▸ Source extract
· · ·

# Mountain biker taken out by a red hartebeest



## zizou (10 Oct 2011)

In South Africa

[media]
]View: http://www.youtube.com/watch?v=S2oymHHyV1M[/media]



I almost crashed into a deer once (ended up crashing into a tree instead as i avoided it) but it wasn't anywhere near as spectacular as this!


----------



## slowmotion (10 Oct 2011)

Blimey!


----------



## lukesdad (10 Oct 2011)

That was pretty spectacular.


----------



## funnymummy (10 Oct 2011)

Blimey...makes the wandering labradors on our paths look quite tame!


----------



## 02GF74 (15 Oct 2011)

that happens to me all the time .... but with kamikazee squirels.


----------



## screenman (17 Oct 2011)

· · ·

▸ Records shown
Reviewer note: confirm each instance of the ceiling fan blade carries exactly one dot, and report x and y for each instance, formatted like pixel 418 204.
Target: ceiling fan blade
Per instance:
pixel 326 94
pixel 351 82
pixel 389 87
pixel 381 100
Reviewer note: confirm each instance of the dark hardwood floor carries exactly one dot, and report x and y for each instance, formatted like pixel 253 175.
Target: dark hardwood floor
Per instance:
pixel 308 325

· · ·

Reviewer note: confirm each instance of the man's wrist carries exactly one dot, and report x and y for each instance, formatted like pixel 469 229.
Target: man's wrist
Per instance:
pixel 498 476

· · ·

▸ Challenge A
Translate this sentence from the hartebeest thread into Spanish: "I almost crashed into a deer once (ended up crashing into a tree instead as i avoided it) but it wasn't anywhere near as spectacular as this!"
▸ Challenge B
Answer these questions from the hartebeest thread:
(i) In which country did the incident happen?
(ii) What animal did zizou almost crash into?
(iii) Which animals does funnymummy mention wandering on their paths?
▸ Challenge C
Carry the hartebeest thread on from its final line.
The records are drawn from a separate source and are unrelated to the hartebeest thread.

▸ Written response A
Una vez casi choqué con un ciervo (al esquivarlo terminé chocando contra un árbol), ¡pero no fue ni de lejos tan espectacular como esto!

▸ Written response B
(i) South Africa
(ii) A deer
(iii) Labradors

▸ Written response C
A group of riders were taken out yesterday in a cyclo-cross race in Bourne Woods by a deer.


----------



## Thompson (17 Oct 2011)

Wow, that is some story to tell the grand-kids. Looked rather painful.


----------



## mr Mag00 (17 Oct 2011)

the guy with the camera needs some fauna id lessons, that is not a holy cow! 

on alighter note that was a deliberate attack from the animal see the way it jumps to put the head into the attack.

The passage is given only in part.